## [設問]
(a) 本文によれば、徽章は一般に、ピンを貫通させてどこに設けられた穴に付けられますか。
(b) 入力資料のうち、「of the towel」を含む行から始まり入力資料の末尾で終わる行を、依頼文も含めて出力してください。その際、回答部分の座標値のみを0.6倍にスケーリングし、整数に四捨五入（0.5は切り上げ）してください。出力はこれらの行だけとしてください。

## [本文]
↓
本発明は、徽章や、ペンダント、指輪に嵌められる宝飾品等の装身具本体と、この装身具本体を衣服の襟部、胸部、袖部や帽子、ネクタイ、指等に付するために用いる装身具本体被取付体との間で形成される装身具用取付構造、及び、これを備えた装身具に関する。
装身具のうち例えば、徽章は一般に、フラワーホールと呼ばれる左襟又は両襟に設けられた穴に、徽章本体に備えられたピンを貫通させて用いられる。一方、最近では夏季の間、背広の着用を原則不要にして業務を行い、省エネ、職場環境の改善等を図ろうとする所謂クールビスが奨励されるに至っている。しかし、背広を着用しなければ、徽章を付する箇所が見あたらなくなる。仮に、ワイシャツ、カッターシャツ等に徽章本体のピンを貫通させると、これらの衣服に穴が開くという不都合が生じる。
本願出願人は、クールビスを励行し、背広を着用しないような軽装により業務を行う場合であっても、徽章を簡便に衣服等に付する手段として、ワイシャツ、カッターシャツ等に傷つけることなく付することのできる徽章に係る考案を下記特許文献1において提案している。
↑
## [入力資料]
↓
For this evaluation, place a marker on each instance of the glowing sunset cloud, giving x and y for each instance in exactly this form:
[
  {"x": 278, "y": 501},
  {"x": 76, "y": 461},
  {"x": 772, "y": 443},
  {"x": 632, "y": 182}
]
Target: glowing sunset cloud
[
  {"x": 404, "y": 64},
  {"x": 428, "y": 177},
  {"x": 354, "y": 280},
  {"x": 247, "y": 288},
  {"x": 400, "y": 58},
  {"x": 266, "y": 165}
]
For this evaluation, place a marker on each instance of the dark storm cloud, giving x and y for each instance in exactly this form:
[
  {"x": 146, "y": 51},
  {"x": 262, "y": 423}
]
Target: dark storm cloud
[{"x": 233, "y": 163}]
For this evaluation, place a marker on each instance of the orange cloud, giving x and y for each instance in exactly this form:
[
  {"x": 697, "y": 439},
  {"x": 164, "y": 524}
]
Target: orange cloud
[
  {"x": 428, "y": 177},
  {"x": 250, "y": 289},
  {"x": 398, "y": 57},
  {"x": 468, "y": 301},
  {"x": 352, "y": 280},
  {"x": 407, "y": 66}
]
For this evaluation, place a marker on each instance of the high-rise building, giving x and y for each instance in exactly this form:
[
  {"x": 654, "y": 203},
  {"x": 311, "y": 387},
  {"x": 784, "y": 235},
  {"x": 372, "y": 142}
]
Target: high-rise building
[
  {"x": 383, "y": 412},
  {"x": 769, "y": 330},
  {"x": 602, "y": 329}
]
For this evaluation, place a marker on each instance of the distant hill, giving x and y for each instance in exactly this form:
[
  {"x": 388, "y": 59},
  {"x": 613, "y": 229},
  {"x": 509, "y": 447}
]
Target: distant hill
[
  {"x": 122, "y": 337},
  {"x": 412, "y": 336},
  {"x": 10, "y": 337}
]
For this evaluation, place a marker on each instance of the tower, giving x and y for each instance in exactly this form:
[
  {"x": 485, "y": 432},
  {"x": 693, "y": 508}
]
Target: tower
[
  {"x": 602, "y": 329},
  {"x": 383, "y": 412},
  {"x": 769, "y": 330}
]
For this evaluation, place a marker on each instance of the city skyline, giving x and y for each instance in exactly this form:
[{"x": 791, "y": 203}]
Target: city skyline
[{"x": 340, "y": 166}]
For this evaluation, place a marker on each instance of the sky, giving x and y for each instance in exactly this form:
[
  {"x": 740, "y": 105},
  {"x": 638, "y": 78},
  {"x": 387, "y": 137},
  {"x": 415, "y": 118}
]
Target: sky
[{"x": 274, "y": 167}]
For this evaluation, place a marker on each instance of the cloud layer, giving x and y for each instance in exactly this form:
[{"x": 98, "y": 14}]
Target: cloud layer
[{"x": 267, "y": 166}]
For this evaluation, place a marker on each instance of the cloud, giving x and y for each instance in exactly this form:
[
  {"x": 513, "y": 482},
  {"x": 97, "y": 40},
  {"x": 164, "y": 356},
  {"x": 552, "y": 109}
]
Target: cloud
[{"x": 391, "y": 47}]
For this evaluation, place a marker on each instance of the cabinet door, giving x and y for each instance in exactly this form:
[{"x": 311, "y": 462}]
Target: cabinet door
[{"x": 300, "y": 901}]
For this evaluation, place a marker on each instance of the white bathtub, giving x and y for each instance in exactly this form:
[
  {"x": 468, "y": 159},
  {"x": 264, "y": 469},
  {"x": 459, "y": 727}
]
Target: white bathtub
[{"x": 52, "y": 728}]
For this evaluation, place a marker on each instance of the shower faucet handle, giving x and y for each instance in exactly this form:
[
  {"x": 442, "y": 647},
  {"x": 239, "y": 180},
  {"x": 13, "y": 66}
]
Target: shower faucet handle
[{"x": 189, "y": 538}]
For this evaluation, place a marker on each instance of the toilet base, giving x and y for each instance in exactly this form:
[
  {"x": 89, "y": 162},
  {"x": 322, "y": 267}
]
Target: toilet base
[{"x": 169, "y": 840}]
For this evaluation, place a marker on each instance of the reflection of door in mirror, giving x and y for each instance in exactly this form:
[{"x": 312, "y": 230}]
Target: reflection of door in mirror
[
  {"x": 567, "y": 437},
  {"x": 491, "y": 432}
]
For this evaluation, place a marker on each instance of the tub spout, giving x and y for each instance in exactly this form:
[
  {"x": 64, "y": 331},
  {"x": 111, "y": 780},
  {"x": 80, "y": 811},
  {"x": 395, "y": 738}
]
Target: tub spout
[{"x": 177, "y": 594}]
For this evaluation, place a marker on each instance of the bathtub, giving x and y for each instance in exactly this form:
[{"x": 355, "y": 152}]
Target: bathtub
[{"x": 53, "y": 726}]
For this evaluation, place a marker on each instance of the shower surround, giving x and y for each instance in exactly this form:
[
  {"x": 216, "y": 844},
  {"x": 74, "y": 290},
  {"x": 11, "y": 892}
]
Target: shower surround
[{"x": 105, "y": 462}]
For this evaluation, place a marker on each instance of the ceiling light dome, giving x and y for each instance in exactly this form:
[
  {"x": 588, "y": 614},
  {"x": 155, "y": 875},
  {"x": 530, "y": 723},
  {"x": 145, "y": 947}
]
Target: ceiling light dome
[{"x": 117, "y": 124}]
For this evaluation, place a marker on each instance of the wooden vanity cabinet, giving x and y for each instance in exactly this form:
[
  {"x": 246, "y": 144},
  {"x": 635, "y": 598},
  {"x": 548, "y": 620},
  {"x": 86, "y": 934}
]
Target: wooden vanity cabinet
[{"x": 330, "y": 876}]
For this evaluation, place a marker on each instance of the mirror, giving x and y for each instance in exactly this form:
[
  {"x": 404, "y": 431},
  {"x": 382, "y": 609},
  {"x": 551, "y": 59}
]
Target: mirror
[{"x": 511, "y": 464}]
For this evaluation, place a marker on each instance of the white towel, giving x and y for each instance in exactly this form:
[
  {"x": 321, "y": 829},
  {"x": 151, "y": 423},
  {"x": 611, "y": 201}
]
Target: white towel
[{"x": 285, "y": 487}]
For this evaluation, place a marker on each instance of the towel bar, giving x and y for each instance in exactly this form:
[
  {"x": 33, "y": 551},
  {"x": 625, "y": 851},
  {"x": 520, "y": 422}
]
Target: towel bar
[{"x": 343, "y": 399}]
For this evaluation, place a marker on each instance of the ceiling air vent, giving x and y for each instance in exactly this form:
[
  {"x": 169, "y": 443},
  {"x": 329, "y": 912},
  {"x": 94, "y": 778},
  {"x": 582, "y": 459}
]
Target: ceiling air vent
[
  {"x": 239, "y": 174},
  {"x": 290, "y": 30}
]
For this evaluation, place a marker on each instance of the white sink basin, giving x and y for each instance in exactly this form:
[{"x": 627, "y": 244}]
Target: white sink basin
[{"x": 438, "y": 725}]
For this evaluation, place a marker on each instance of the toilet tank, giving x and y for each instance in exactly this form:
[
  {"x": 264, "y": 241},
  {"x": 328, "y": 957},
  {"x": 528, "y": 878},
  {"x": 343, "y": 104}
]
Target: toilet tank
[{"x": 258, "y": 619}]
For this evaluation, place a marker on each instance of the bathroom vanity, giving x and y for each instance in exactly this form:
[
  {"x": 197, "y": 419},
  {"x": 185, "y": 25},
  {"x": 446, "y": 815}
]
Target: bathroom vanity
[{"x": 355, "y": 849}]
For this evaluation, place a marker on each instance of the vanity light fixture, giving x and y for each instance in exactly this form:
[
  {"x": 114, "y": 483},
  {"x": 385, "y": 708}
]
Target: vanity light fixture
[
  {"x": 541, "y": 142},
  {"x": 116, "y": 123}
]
↑
## [解答]
(a) フラワーホールと呼ばれる、左襟又は両襟に設けられた穴です。

(b)
For this evaluation, place a marker on each instance of the towel bar, giving x and y for each instance in exactly this form:
[
  {"x": 33, "y": 551},
  {"x": 625, "y": 851},
  {"x": 520, "y": 422}
]
Target: towel bar
[{"x": 206, "y": 239}]
For this evaluation, place a marker on each instance of the ceiling air vent, giving x and y for each instance in exactly this form:
[
  {"x": 169, "y": 443},
  {"x": 329, "y": 912},
  {"x": 94, "y": 778},
  {"x": 582, "y": 459}
]
Target: ceiling air vent
[
  {"x": 143, "y": 104},
  {"x": 174, "y": 18}
]
For this evaluation, place a marker on each instance of the white sink basin, giving x and y for each instance in exactly this form:
[{"x": 627, "y": 244}]
Target: white sink basin
[{"x": 263, "y": 435}]
For this evaluation, place a marker on each instance of the toilet tank, giving x and y for each instance in exactly this form:
[
  {"x": 264, "y": 241},
  {"x": 328, "y": 957},
  {"x": 528, "y": 878},
  {"x": 343, "y": 104}
]
Target: toilet tank
[{"x": 155, "y": 371}]
For this evaluation, place a marker on each instance of the bathroom vanity, giving x and y for each instance in exactly this form:
[
  {"x": 197, "y": 419},
  {"x": 185, "y": 25},
  {"x": 446, "y": 815}
]
Target: bathroom vanity
[{"x": 213, "y": 509}]
For this evaluation, place a marker on each instance of the vanity light fixture, giving x and y for each instance in exactly this form:
[
  {"x": 114, "y": 483},
  {"x": 385, "y": 708}
]
Target: vanity light fixture
[
  {"x": 325, "y": 85},
  {"x": 70, "y": 74}
]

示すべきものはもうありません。